▶ _Compito da svolgere 1_:
Perché, secondo l'articolo sulla veglia per il lavoro, la Chiesa era presente alla serata? Rispondi in una-tre frasi.
▶ _Compito da svolgere 2_:
Prosegui l'articolo sulla veglia per il lavoro partendo dal punto in cui si interrompe.

▶ _Estratto del documento_:
------------------------
“…e ridacci il nostro lavoro quotidiano…”
"Veglia per il lavoro" presso la ditta Cavelli in zona industriale, presenti vicario episcopale, prevosto, parroci, e oltre duecento persone, per implorare la fine della crisi e ritrovare insieme le ragioni della speranza
Oltre duecento persone hanno partecipato giovedì sera alla "veglia per il lavoro" organizzata presos la ditta Cavelli Mario, azienda storica del settore tessile che ha sede da alcuni anni in moderni capannoni in zona industriale. È stata proprio la zona industriale di Sacconago, volutamente, il fulcro di questa serata di preghiera nella quale, neanche troppo indirettamente, si impetrava la fine della crisi come un tempo si faceva per la pestilenza o la guerra. A ogni epoca i suoi mali. Ma poichè quelli economici sottendono quelli morali, la Chiesa era lì, a ricordare discretamente che ha duemila anni di esperienza nel gestire le crisi. A Dio piacendo.
------------------------
Voci da una raccolta di dati:

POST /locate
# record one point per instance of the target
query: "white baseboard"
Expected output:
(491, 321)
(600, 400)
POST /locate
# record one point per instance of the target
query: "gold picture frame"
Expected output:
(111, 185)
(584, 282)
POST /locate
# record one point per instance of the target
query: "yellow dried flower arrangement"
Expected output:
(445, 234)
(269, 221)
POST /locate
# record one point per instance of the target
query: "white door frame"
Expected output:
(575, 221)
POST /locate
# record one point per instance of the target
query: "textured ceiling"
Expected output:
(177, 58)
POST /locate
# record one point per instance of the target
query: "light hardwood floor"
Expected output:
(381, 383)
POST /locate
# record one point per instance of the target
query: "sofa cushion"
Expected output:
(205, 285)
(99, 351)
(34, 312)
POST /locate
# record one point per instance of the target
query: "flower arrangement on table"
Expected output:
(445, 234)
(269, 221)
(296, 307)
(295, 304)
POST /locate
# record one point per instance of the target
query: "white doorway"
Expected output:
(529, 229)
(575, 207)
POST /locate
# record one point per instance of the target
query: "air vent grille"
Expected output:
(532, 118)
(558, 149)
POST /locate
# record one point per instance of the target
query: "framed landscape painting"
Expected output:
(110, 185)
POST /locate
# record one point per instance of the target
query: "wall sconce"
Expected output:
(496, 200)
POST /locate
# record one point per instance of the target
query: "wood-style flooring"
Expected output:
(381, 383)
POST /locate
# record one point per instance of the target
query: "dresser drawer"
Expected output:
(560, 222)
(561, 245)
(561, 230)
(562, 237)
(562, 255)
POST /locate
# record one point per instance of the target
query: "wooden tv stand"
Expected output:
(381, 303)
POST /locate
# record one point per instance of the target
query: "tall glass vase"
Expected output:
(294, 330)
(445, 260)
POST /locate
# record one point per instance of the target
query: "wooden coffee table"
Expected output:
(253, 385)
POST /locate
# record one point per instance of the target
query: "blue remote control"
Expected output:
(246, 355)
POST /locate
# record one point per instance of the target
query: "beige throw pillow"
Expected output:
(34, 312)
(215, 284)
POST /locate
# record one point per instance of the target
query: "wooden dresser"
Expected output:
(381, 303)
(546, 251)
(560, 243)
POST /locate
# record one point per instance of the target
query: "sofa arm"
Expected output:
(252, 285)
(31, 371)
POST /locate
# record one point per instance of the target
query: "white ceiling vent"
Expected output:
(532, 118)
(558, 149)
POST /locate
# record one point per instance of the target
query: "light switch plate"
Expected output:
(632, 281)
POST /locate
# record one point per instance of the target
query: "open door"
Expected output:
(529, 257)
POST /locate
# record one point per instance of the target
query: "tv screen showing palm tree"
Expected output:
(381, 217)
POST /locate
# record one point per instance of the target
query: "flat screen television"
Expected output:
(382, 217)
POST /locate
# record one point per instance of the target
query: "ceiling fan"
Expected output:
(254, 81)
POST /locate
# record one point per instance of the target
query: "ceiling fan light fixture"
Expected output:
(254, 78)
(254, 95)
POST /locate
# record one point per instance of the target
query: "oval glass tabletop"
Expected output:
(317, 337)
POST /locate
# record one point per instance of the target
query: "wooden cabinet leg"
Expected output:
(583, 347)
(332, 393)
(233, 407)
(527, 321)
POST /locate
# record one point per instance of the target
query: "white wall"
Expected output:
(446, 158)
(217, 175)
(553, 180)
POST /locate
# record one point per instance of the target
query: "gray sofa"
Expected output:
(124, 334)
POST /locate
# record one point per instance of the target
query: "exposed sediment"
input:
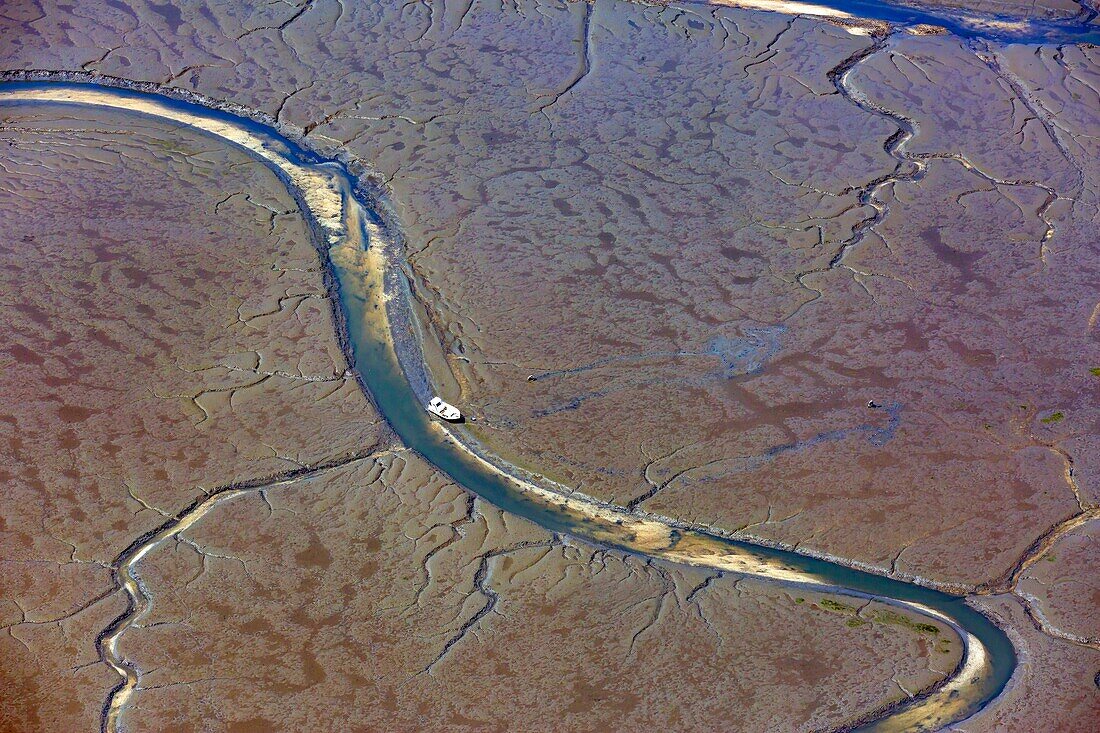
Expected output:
(341, 225)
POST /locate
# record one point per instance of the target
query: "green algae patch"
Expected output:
(901, 620)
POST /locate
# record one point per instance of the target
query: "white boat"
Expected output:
(440, 408)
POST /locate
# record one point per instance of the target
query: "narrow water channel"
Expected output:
(365, 264)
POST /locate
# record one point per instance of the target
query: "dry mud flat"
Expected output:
(171, 347)
(167, 332)
(647, 206)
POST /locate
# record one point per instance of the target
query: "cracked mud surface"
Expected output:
(172, 335)
(277, 595)
(705, 332)
(381, 595)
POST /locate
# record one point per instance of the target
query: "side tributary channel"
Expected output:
(375, 327)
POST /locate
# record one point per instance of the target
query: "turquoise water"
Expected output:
(392, 392)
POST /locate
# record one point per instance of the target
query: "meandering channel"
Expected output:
(365, 260)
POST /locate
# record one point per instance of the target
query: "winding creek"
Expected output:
(374, 316)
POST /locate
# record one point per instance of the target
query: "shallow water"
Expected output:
(365, 263)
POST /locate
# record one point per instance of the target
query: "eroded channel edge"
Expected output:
(366, 259)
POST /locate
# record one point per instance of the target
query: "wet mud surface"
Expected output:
(674, 220)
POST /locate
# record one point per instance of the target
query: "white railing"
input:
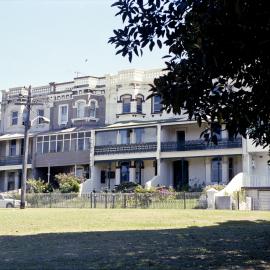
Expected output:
(256, 180)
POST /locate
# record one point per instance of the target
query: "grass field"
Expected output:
(133, 239)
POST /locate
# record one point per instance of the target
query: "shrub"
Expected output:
(217, 187)
(128, 187)
(38, 186)
(140, 189)
(68, 183)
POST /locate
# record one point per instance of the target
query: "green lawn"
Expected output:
(133, 239)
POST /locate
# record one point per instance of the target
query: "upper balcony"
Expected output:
(14, 160)
(126, 148)
(200, 145)
(199, 148)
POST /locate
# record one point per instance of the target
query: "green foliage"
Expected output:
(217, 187)
(141, 189)
(128, 187)
(38, 186)
(68, 183)
(241, 195)
(218, 63)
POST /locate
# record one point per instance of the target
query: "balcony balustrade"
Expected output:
(125, 148)
(14, 160)
(200, 145)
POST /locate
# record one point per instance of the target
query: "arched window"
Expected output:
(80, 109)
(156, 105)
(93, 109)
(126, 101)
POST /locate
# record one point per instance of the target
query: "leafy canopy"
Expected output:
(218, 58)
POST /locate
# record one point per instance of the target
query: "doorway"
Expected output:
(180, 175)
(124, 172)
(181, 138)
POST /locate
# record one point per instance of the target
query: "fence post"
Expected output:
(113, 200)
(136, 200)
(125, 201)
(50, 200)
(238, 201)
(91, 199)
(95, 200)
(184, 200)
(106, 197)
------------------------
▶ _Risposta al compito 1_:
Perché i mali economici sottendono quelli morali. La Chiesa era lì per ricordare discretamente che ha duemila anni di esperienza nel gestire le crisi.

▶ _Risposta al compito 2_:
Celebrava il vicario episcopale Angelo Brizzolari, presenti il prevosto monsignor Franco Agnesi e vari parroci cittadini, in testa don Giulio Bernardoni per il rione, fra preghiere dedicate a chi è senza lavoro e stralci di interessanti passaggi dall’enciclica Caritas in veritate, dove si analizzavano le tendenzze prevalenti dell’economia verso il profitto ad ogni costo, le delocalizzazioni, lo sfruttamento selvaggio dei lavoratori. Appropriata lettura anche quela dalla Genesi su Giuseppe, che venduto schiavo dai fratelli gelosi era diventato potente ministro del faraone d’Egitto. E presentendo una grave crisi attraverso i sogni del suo signore, aveva fatto scorta di grano: salvando la sua gente e alla fine, senza rancore, anche i fedifraghi fratelli, ridotti a bussare, alla fame, alla sua porta. Durante la serata è stato letto anche uno stralcio dal messaggio del cardinale Tettamanzi sulla crisi. Parole di grande buonsenso sulla necessità di un lavoro "non qualsiasi", ma adatto all’umanità di ognuno, alla sua dignità, agli impegni familiari; sulla difficoltà di parlare di speranza a giovani cui viene tolta giorno dopo giorno dall’impossibilità di metter su famiglia, di fare progetti, di mettere a frutto sudati studi e qualifiche; sul bisogno di "legami nuovi", a partire da famiglia, territorio, ambienti di lavoro.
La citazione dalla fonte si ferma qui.